Lines pointing to named objects

::::::

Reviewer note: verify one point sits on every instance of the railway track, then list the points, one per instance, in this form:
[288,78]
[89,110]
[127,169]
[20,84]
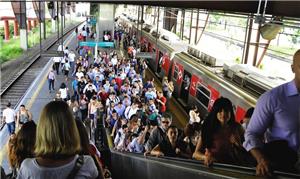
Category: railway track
[17,86]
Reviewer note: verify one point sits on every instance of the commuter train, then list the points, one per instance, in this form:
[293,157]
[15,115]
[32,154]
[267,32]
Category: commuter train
[199,79]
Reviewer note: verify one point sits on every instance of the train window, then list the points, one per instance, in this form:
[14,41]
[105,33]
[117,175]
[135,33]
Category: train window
[175,76]
[203,95]
[155,34]
[166,38]
[147,28]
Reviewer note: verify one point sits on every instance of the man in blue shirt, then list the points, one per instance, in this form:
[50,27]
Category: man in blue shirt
[273,134]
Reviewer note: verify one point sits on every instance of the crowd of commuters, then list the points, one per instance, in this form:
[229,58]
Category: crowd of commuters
[136,113]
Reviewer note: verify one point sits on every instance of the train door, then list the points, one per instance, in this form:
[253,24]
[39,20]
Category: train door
[152,62]
[184,91]
[159,64]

::::::

## Aim
Retype the lines, starting with the line containing "of the commuter" and going on through the final line, with every character unchanged.

## Result for this task
Reviewer note: verify one point sits on every instance of the commuter train, then list the points, one per instance, in this form:
[293,157]
[15,115]
[32,154]
[267,32]
Category: commuter train
[199,79]
Reviewer note: verify one point sits on every instance of the train window, then list the points, one per instance, in this form:
[14,41]
[105,33]
[117,175]
[135,33]
Category: train window
[175,76]
[203,95]
[155,34]
[166,38]
[147,28]
Reviewer note: verify one point sits on every instance of the man in blue shirt, then list the points, one per instance, in this form:
[50,27]
Category: man in blue shirt
[273,134]
Reviewer note: verify one point sits on every instance of the crowd of commuters, then list the points, one per instance, in this form:
[229,58]
Category: crowd of commuters
[136,113]
Reviewer note: verify one point sits on every instance of the train door, then list the points, one per instance, in this form:
[253,24]
[39,20]
Category: train door
[152,62]
[184,91]
[159,64]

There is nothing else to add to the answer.